**Problem 1**: Copy the entries below word for word, from the line with "(format x=283, y=244)" to the last line of the entries, including both of those lines.

**Excerpt provided**:
_ _ _ _ _

Recently I was asked to provide some guidance on who had influenced me, and who had mentored me in my life. During the writing of that reflection, and since writing it, I realized I missed someone out. In my initial response, I had said that I hadn’t really had one individual who had influenced me significantly as a mentor, but my father had in other ways. So, the mentors or guides that I feel have influenced me the most have been Jesus Christ and Saint Francis of Assisi. However, I digress.

Since completing that reflection, I realized there was someone else. Someone I looked up to. Someone who was a giant in industry. Someone who put his company ahead of himself and anything else in his life. His name is James Meadlock. 

He was the founder of a company called Intergraph Corporation, where I worked from November 1984 to 1990. During those six years, the company grew from 173 million to over 1 billion in revenue. We had thousands of employees. And Jim Meadlock had some interesting management strategies. Having come from many years at IBM, Jim knew that a great deal of managers’ time was wasted in planning and determining budgets. For that reason, the company did not have a budget that everyone managed until we reached $400 million in revenue. Jim simply managed the company based on innovative groundbreaking products, attention to the customer, and accountability of product and all managers that we’re working for him. Every week the company held a crisis meeting. Any problem which had been outstanding at a customer site for more than three days was on the crisis list, every product manager in the company was present in that meeting. It was a meeting of accountability. And no one wanted to be on the menu. It illustrated to me, that no problem was too small that affected a customer’s operation.

_ _ _ _ _

**Material**:

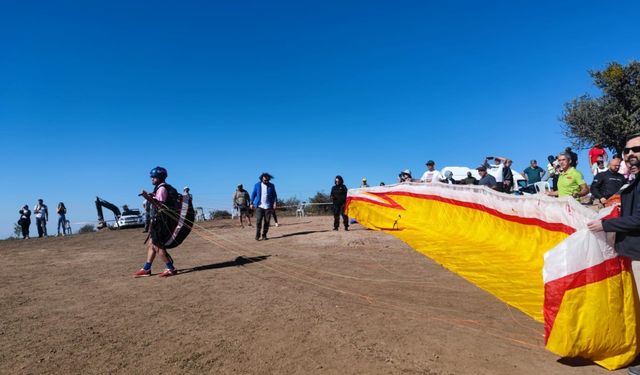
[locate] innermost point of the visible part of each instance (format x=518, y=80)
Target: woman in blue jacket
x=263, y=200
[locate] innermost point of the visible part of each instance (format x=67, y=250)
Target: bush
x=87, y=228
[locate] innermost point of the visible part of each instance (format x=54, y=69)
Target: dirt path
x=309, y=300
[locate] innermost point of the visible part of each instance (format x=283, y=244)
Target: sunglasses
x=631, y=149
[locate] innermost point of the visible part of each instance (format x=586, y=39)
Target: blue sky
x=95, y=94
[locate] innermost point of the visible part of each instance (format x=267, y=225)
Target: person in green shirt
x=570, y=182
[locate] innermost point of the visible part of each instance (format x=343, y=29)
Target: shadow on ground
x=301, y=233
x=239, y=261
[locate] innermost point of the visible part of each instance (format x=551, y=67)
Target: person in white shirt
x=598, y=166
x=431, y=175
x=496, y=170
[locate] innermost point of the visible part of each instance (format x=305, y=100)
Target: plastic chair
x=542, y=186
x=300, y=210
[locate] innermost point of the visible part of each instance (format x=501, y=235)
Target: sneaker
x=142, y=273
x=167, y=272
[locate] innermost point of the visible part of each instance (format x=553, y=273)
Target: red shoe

_ _ _ _ _

**Problem 2**: Which people does the mentor reflection above mention by name?

**Task result 1**:
[locate] innermost point of the visible part of each instance (format x=283, y=244)
Target: sunglasses
x=631, y=149
[locate] innermost point of the visible part of each instance (format x=586, y=39)
Target: blue sky
x=95, y=94
[locate] innermost point of the visible part of each instance (format x=267, y=225)
Target: person in green shirt
x=570, y=182
[locate] innermost point of the visible part of each instance (format x=343, y=29)
Target: shadow on ground
x=301, y=233
x=239, y=261
[locate] innermost point of the visible part of each instance (format x=551, y=67)
Target: person in white shirt
x=598, y=166
x=431, y=175
x=496, y=170
[locate] innermost point of the visible part of each instance (format x=305, y=100)
Target: plastic chair
x=542, y=186
x=300, y=210
[locate] innermost point of the visible part of each instance (format x=501, y=235)
Target: sneaker
x=142, y=273
x=167, y=272
[locate] innermost point of the visible part of each instance (format x=553, y=273)
Target: red shoe

**Task result 2**: Jesus Christ, Saint Francis of Assisi, and James Meadlock (also called Jim Meadlock).